* _Цель задания_
Соберите из обоих блоков ниже все строки, в которых есть слово «like».

* _Исходные данные_
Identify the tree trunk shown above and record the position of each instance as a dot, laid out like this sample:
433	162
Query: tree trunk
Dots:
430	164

---

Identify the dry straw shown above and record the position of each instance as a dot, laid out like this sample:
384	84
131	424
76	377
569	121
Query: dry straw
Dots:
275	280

* _Ответ_
Identify the tree trunk shown above and record the position of each instance as a dot, laid out like this sample:
Identify the dry straw shown above and record the position of each instance as a dot, laid out like this sample:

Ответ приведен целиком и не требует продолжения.